## Required task
List every line of the material below that contains the string "field", copying each such line in full. Matching is case-sensitive.

## Data for this task

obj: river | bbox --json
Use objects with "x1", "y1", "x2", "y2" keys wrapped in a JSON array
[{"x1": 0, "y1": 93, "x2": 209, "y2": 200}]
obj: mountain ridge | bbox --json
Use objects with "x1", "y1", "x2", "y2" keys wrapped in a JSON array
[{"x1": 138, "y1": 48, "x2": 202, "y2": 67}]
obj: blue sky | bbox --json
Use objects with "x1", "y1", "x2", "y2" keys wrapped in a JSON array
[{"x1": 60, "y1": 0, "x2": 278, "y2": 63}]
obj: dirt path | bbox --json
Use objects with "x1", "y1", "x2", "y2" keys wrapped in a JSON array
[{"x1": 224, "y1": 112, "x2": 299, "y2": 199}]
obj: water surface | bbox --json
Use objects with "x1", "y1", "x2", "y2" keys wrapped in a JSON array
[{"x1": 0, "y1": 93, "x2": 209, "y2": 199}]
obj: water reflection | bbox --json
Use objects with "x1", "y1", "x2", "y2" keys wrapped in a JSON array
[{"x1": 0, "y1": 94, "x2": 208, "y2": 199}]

---

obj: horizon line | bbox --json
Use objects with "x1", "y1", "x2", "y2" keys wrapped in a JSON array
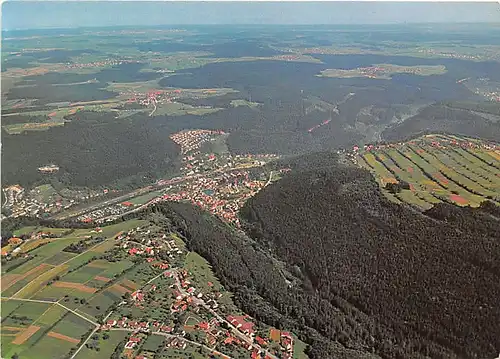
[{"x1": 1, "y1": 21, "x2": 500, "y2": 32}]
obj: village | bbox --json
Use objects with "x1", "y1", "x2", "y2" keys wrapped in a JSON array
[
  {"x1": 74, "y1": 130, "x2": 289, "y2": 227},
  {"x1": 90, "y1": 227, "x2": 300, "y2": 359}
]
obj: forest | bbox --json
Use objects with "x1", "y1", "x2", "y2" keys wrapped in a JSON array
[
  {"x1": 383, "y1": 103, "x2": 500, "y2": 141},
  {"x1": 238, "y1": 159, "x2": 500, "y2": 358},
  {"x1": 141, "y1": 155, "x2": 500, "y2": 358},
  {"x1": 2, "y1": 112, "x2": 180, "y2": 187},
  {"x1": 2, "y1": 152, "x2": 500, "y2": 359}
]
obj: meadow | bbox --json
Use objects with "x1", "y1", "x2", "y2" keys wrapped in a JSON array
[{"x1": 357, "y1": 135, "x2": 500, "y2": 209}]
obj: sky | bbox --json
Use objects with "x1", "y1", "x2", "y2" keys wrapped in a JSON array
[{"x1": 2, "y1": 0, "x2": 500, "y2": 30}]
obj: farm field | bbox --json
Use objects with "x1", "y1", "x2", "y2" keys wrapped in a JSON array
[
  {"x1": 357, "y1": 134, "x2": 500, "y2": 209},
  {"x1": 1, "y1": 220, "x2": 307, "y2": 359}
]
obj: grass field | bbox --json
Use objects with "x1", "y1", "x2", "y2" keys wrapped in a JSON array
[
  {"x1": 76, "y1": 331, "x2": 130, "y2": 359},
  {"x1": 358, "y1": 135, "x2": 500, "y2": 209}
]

* * *

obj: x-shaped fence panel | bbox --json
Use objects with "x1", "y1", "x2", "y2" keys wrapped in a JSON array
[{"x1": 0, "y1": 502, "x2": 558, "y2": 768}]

## Written answer
obj: farm field | bbox --json
obj: grass field | bbox --json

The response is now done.